GIVEN TEXT »

Step by step solution

01

(a) Distance fallen in the first 3.0 s

Since the ball is dropped, its initial velocity \((u)\) is 0. We can use the equation \(s = ut + \frac{1}{2}at^2\) to find the distance fallen. Plugging in the given values: \(s = (0)(3) + \frac{1}{2}(9.80)(3)^2 = \frac{1}{2}(9.80)(9) = 44.1 \mathrm{m}\) The ball falls 44.1 meters in the first 3 seconds.
02

(b) Speed of the ball after falling 2.5 m

To find the speed of the ball after falling 2.5 m, we can use the equation \(v^2 = u^2 + 2as\). Since the ball is dropped, its initial velocity \((u)\) is 0. Plugging in the given values: \(v^2 = (0)^2 + 2(9.80)(2.5) = 49.0\) \(v = \sqrt{49.0} = 7.0 \mathrm{m/s}\) The speed of the ball after falling 2.5 meters is 7.0 m/s.
03

(c) Speed of the ball 3.0 s after release

To find the speed of the ball 3.0 s after release, we can use the equation \(v = u + at\). Since the ball is dropped, its initial velocity \((u)\) is 0. Plugging in the given values: \(v = 0 + (9.80)(3) = 29.4 \mathrm{m/s}\) The speed of the ball 3.0 seconds after release is 29.4 m/s.

DATASET SECTION »
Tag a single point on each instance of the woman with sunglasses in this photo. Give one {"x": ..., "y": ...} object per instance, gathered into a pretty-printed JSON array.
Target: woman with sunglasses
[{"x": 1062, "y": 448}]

REQUEST » In the falling-ball solution above, what speed does the ball reach after falling 2.5 m?

COMPLETE ANSWER » 7.0 m/s